-- start of Data to process --
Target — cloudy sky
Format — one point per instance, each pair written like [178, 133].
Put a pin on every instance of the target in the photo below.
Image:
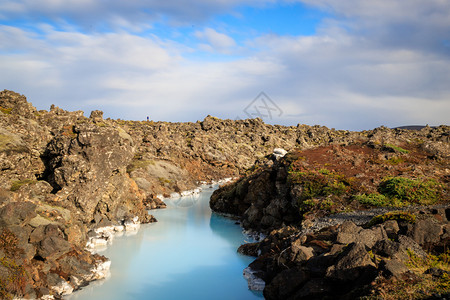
[347, 64]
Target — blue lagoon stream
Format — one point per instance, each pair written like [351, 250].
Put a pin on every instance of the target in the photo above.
[190, 253]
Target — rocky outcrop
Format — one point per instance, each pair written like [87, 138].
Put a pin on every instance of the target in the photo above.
[313, 183]
[349, 221]
[66, 180]
[347, 261]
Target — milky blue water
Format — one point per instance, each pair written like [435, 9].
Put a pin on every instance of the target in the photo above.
[190, 253]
-- end of Data to process --
__Given problem__.
Transcribe the records above verbatim. Do not carry over any picture.

__Exercise output__.
Target — cloudy sky
Format — one point per instance, each pair written like [178, 133].
Put a pin on every instance of the target in the photo below.
Image:
[347, 64]
Target — blue lagoon stream
Format — one point per instance, each pair written like [351, 250].
Put a pin on every instance of the target in the photo above.
[190, 253]
Target — rocky outcrop
Format — one point per instance, each pair written like [87, 138].
Put a pin on every instance of the target in the photo above.
[313, 183]
[349, 221]
[66, 180]
[347, 261]
Target — milky blue water
Format — one point per instance, each pair written like [435, 9].
Put a pin on every instance of the target in the photo above.
[190, 253]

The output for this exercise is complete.